QUOTED PASSAGE START
In 1911, it was modified further.

== Latin script ==
The Arabic alphabet was adapted as the Dargin phonetics alphabet in 1920, but it was poorly adapted to the sounds of the Dargin language. So in 1928, as part of the All-Union project on Romanization, the Latin-based alphabet was adopted for Dargin. In the same year, the first primer in this alphabet was published (cupanov r. Nuşala ʐaꝗ-sawet. Mәħәc-qala, 1928). Initially the Dargin Romanized alphabet had no capital letters.
QUOTED PASSAGE END
**BRIEF 1:** Summarize the passage on the Dargin alphabet in two sentences.
**BRIEF 2:** Reproduce the portion of the passage on the Dargin alphabet starting with "In 1911, it" and going on through "no capital letters.".
DATA EXTRACT START
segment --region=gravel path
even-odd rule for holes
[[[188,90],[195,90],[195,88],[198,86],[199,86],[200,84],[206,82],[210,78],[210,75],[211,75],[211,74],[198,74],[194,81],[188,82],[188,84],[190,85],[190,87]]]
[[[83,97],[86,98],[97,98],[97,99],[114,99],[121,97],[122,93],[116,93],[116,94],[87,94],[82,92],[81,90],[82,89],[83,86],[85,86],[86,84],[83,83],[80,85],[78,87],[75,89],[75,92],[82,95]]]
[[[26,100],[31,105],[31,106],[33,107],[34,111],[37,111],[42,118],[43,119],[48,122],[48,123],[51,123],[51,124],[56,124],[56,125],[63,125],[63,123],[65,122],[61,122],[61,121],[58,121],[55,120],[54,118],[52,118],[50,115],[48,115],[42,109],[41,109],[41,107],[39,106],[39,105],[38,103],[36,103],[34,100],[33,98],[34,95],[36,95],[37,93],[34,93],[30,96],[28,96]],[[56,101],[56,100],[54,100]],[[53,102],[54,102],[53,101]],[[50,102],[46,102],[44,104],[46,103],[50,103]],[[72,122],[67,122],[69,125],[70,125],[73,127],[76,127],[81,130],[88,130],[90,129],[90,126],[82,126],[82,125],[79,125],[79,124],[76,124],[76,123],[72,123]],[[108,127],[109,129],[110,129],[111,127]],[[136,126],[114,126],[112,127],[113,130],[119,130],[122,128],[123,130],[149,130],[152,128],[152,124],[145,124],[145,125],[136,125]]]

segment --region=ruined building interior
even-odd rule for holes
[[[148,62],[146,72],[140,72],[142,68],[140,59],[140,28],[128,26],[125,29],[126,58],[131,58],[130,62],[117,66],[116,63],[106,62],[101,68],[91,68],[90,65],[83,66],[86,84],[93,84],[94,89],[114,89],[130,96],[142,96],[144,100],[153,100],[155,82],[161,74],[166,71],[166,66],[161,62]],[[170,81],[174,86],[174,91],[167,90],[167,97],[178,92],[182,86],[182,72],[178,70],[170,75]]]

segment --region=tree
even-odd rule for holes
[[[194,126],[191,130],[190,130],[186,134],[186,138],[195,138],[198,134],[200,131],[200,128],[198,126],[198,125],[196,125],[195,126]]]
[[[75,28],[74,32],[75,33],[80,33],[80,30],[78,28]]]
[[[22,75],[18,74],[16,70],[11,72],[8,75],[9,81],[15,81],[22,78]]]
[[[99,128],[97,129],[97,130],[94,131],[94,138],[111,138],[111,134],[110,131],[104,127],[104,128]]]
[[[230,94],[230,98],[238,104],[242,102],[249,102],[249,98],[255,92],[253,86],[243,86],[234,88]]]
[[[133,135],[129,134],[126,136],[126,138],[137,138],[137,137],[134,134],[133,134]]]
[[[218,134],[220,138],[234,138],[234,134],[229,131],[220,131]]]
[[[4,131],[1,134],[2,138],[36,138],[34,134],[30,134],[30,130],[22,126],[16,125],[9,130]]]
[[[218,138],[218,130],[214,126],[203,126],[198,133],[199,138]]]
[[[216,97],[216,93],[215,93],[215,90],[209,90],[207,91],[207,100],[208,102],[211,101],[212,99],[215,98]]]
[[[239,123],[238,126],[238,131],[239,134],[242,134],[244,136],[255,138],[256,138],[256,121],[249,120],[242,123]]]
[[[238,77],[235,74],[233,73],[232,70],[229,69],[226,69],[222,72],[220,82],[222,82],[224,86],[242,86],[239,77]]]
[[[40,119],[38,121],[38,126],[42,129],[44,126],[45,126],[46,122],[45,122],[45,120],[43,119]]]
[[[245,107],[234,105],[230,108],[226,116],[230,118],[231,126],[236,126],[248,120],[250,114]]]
DATA EXTRACT END
**EXERCISE SOLUTION 1:** In 1920 the Arabic alphabet was adapted for Dargin, but it fit the sounds of the language poorly, so in 1928 a Latin-based alphabet was adopted as part of the All-Union project on Romanization. The first primer in this alphabet was published that same year, and the Romanized alphabet initially had no capital letters.

**EXERCISE SOLUTION 2:**
In 1911, it was modified further.

== Latin script ==
The Arabic alphabet was adapted as the Dargin phonetics alphabet in 1920, but it was poorly adapted to the sounds of the Dargin language. So in 1928, as part of the All-Union project on Romanization, the Latin-based alphabet was adopted for Dargin. In the same year, the first primer in this alphabet was published (cupanov r. Nuşala ʐaꝗ-sawet. Mәħәc-qala, 1928). Initially the Dargin Romanized alphabet had no capital letters.